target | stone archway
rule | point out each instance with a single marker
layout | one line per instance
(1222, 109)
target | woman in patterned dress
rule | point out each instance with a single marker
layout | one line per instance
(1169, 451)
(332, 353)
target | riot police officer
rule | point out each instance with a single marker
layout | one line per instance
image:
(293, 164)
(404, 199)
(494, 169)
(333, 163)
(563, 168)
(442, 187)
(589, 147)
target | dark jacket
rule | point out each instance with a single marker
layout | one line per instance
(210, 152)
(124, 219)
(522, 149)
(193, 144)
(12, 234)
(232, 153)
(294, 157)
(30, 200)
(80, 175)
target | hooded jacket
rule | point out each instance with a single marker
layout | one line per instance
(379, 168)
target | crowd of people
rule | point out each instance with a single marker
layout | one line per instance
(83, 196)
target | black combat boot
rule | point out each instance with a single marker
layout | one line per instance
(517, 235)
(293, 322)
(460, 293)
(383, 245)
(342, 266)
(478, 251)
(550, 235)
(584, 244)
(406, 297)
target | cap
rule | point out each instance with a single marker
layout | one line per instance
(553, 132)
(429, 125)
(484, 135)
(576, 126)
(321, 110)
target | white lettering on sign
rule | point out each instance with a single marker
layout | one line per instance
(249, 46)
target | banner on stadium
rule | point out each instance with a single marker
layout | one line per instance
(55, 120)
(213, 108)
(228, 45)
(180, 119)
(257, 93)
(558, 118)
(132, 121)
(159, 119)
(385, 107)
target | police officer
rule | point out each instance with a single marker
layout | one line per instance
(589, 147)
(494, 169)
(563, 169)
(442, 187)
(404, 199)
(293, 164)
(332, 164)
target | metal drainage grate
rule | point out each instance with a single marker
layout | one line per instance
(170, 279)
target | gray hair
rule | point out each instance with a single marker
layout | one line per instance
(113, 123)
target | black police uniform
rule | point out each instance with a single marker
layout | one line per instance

——————

YOUR OBJECTIVE: Extract the complete listing above, reproducing each line exactly.

TASK RESULT:
target | stone archway
rule | point out each instance with a single marker
layout | one line per instance
(1222, 109)
target | woman in patterned dress
rule | point out each instance with a single marker
layout | one line per instance
(1169, 451)
(332, 353)
target | riot police officer
rule | point out each instance with a single marker
layout | one line per instance
image:
(293, 164)
(404, 199)
(494, 169)
(333, 163)
(563, 168)
(442, 187)
(589, 147)
target | dark jacket
rule | point out each instance with a single marker
layout | one line per instance
(210, 152)
(124, 219)
(522, 149)
(193, 144)
(12, 234)
(232, 153)
(294, 157)
(30, 200)
(80, 175)
target | hooded jacket
rule | point out each instance with a single marker
layout | one line per instance
(379, 168)
target | crowd of people
rule | point out each instance with a single marker
layout | one line per instance
(83, 196)
target | black combat boot
rule | point out each instance with a single marker
layout | one line per instance
(517, 235)
(293, 322)
(460, 293)
(383, 245)
(342, 266)
(478, 251)
(550, 235)
(584, 244)
(406, 297)
target | cap
rule | point out each instance with a single marker
layout | one line per instance
(553, 132)
(429, 125)
(484, 135)
(576, 126)
(321, 110)
target | white lettering on sign
rule | point out each instance with a single marker
layout | one line per instance
(249, 46)
target | banner on stadium
rule | point out each instance with a single marker
layout | one line per instance
(55, 120)
(213, 108)
(228, 45)
(180, 119)
(257, 93)
(558, 118)
(132, 121)
(159, 119)
(385, 107)
target | police officer
rule | point out each instance with a single marker
layout | one line per instance
(589, 147)
(494, 169)
(563, 169)
(442, 187)
(404, 199)
(293, 164)
(332, 164)
target | metal drainage grate
rule | point out each instance with a single marker
layout | one line per instance
(170, 279)
target | gray hair
rule | point out each instance with a single marker
layout | one line per instance
(113, 123)
target | black police uniform
rule | point out each instance with a single marker
layout | one line per instance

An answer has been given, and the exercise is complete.